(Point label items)
········

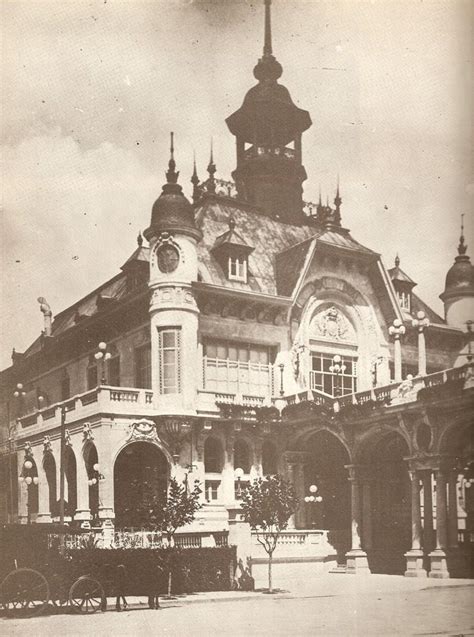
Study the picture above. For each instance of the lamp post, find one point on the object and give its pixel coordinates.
(337, 368)
(313, 499)
(397, 330)
(29, 477)
(102, 355)
(421, 322)
(238, 474)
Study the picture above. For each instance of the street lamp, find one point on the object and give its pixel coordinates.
(29, 477)
(312, 499)
(238, 474)
(337, 368)
(102, 355)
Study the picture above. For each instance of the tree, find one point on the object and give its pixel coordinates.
(166, 511)
(267, 505)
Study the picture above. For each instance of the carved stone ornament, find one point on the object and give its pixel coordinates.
(47, 444)
(332, 325)
(87, 432)
(143, 430)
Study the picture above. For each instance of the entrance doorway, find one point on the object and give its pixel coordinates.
(140, 473)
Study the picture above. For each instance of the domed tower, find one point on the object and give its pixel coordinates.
(268, 129)
(459, 289)
(173, 236)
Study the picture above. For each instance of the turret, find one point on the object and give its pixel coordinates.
(268, 129)
(173, 236)
(459, 289)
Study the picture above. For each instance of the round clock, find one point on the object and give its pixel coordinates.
(167, 258)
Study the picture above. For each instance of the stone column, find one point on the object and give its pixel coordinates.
(44, 514)
(356, 558)
(83, 513)
(414, 556)
(439, 567)
(453, 510)
(428, 529)
(367, 514)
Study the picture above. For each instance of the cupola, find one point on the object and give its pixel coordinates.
(459, 288)
(172, 212)
(268, 129)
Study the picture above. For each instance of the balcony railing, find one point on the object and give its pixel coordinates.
(102, 399)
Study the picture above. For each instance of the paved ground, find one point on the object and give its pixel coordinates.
(320, 604)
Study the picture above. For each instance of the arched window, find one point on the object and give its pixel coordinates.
(241, 456)
(92, 376)
(212, 456)
(49, 465)
(269, 459)
(114, 367)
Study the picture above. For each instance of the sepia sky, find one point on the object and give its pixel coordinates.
(91, 90)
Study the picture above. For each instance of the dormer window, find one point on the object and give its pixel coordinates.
(232, 250)
(237, 268)
(404, 300)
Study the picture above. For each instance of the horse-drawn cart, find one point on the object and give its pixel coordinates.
(33, 576)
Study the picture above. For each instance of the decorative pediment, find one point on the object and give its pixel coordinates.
(332, 324)
(143, 430)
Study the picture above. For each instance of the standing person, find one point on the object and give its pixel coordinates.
(155, 584)
(120, 583)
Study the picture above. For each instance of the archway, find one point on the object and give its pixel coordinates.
(390, 505)
(49, 466)
(327, 471)
(140, 472)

········

- **AIM OF THE TASK**
Substitute "pedestrian" for "standing person" in the lines running from the one with "Study the picture above. For each instance of the decorative" through the last line of the items. Write out only those lines, with nothing else changed.

- **IN RESPONSE**
Study the picture above. For each instance of the decorative pediment, find one point on the object and give its pixel coordinates.
(332, 324)
(143, 430)
Study the picture above. For each instance of the pedestrian, find one point on the object and give its pixel coordinates.
(155, 584)
(120, 583)
Study the picture above. For each instance of the archway, find one point on the object and give its pixel coordinates.
(390, 505)
(49, 466)
(327, 471)
(140, 472)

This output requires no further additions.